### READING PASSAGE
○ ○ ○ ○ ○ ○ ○

Chris Twogood started the talk with the usual business overview. Specific time was spent on four recent product announcements. The most interesting announcement was about their support for Presto, a SQL-on-Hadoop project. They are the first company to provide commercial support for the open source technology. As Chris pointed out, he counted “13 different SQL-on-Hadoop variants.” Because of the importance of SQL access and the perceived power of Presto, Teradata has committed to strengthening its presence with that offering. SQL is still the language for data access and integrating Hadoop into the rest of the information ecosystem is a necessary move for any company serving any business information market. This helps Teradata present a leadership image.

Discussion then turned to the evolution of data volumes and analytics capabilities. Mr. Twogood has a great vision of that history, but the graphic needs serious work. I won’t copy it because the slide was far too busy. The main point, however, was the link between data volumes and sources with the added capabilities to look at business in a more holistic way. It’s something many people are discussing but he seems to have a much better handle on it than most others who talk to the point, he just needs to fine tune the presentation.

Customers and On-Site Search

As most people have seen, the much of the new data coming in under the big data rubric is customer data from sources such as the web, call logs and more. Being able to create a more unified view of the customer matters. Chris Twogood wrapped up his presentation by referring to a McKinsey & Co. survey that pointed out, among other things, that studying customer journeys can increase predictive accuracy of customer satisfaction and churn by 30-40%. Though it also points out that 56% of customer interactions are through multi-channel means, one of the key areas of focus today is the journey through a web site.

○ ○ ○ ○ ○ ○ ○

### EXERCISE 1
In the records, please edit the stretch from "TARGET = trackside signage" through "x=295, y=103" so that "beige" reads "tan", and return only those lines with everything else unchanged.
The article and the records were taken from unrelated sources.

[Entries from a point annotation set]
○ ○ ○ ○ ○ ○ ○

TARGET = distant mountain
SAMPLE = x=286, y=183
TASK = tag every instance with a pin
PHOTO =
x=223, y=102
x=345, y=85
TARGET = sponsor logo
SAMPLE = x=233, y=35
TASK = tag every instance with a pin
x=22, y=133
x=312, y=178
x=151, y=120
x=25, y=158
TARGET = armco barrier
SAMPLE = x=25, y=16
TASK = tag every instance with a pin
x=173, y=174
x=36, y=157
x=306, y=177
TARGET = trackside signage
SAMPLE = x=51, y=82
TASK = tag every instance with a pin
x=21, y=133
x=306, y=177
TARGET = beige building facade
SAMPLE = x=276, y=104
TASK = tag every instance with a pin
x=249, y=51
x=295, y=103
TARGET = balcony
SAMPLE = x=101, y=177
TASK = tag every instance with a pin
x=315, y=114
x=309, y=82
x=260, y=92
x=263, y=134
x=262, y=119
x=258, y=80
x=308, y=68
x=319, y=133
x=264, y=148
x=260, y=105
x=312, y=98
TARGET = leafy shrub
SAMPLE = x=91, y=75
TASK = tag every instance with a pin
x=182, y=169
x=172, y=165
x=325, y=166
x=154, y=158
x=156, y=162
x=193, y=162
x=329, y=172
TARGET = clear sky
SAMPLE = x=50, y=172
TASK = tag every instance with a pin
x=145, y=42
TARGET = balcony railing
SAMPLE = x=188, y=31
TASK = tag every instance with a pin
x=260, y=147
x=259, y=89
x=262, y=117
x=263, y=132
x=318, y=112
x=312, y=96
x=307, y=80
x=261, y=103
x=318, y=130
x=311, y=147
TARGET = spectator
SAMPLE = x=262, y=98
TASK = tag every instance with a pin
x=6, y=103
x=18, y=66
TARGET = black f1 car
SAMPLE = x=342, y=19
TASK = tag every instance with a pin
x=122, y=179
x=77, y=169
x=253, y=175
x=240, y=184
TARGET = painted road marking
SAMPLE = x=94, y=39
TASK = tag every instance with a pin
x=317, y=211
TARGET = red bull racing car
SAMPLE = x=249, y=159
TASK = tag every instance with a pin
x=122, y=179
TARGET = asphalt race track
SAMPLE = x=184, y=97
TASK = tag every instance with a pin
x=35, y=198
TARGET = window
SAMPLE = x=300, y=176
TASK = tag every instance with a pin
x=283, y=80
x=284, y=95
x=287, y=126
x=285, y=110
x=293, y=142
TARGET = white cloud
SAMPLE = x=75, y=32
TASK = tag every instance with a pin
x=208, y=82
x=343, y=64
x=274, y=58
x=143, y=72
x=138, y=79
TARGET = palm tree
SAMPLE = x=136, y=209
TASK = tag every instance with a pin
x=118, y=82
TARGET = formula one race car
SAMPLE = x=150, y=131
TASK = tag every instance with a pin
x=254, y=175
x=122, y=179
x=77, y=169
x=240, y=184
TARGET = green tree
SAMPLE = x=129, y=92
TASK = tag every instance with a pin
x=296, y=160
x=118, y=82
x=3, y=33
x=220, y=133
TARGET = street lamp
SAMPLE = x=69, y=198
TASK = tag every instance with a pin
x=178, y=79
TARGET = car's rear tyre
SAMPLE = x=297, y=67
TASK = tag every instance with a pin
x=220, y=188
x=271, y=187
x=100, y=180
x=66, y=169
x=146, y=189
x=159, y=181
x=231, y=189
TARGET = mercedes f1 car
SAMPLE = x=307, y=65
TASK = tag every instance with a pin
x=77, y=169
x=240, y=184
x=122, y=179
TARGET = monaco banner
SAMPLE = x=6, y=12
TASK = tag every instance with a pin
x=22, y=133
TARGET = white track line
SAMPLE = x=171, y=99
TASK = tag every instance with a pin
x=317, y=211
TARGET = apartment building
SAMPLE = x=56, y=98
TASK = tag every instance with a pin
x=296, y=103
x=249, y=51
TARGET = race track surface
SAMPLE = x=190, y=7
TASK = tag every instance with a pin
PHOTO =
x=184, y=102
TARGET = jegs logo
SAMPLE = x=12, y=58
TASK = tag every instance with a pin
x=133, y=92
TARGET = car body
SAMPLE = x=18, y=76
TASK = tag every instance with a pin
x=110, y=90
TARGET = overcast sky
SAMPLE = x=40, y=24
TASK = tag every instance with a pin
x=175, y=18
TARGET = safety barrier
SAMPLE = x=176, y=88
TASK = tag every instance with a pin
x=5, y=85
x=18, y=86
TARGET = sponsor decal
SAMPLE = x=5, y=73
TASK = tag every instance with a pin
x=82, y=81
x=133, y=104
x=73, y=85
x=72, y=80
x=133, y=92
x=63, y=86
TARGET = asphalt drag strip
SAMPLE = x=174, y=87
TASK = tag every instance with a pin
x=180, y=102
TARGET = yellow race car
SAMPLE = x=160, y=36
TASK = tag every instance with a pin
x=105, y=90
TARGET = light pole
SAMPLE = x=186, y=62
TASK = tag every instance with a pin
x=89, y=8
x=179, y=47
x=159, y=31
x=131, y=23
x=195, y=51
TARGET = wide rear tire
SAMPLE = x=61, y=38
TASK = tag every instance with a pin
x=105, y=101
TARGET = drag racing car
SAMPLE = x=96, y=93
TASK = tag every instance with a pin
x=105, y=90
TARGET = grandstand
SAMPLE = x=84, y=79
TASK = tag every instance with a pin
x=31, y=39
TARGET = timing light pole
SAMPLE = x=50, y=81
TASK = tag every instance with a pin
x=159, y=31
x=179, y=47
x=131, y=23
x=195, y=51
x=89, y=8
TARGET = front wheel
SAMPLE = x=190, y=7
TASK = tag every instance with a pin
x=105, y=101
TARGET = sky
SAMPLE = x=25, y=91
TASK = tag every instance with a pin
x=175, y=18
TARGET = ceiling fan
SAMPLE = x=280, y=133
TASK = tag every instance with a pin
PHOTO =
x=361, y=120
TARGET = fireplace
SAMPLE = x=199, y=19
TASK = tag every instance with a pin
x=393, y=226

○ ○ ○ ○ ○ ○ ○

### EXERCISE 2
Answer these questions from the article:
(a) How many SQL-on-Hadoop variants did Chris Twogood say he counted?
(b) According to the McKinsey & Co. survey, by how much can studying customer journeys increase the predictive accuracy of customer satisfaction and churn?
(c) What share of customer interactions does the survey say are through multi-channel means?

### FULL OUTPUT 1
TARGET = trackside signage
SAMPLE = x=51, y=82
TASK = tag every instance with a pin
x=21, y=133
x=306, y=177
TARGET = tan building facade
SAMPLE = x=276, y=104
TASK = tag every instance with a pin
x=249, y=51
x=295, y=103

### FULL OUTPUT 2
(a) 13
(b) By 30-40%
(c) 56%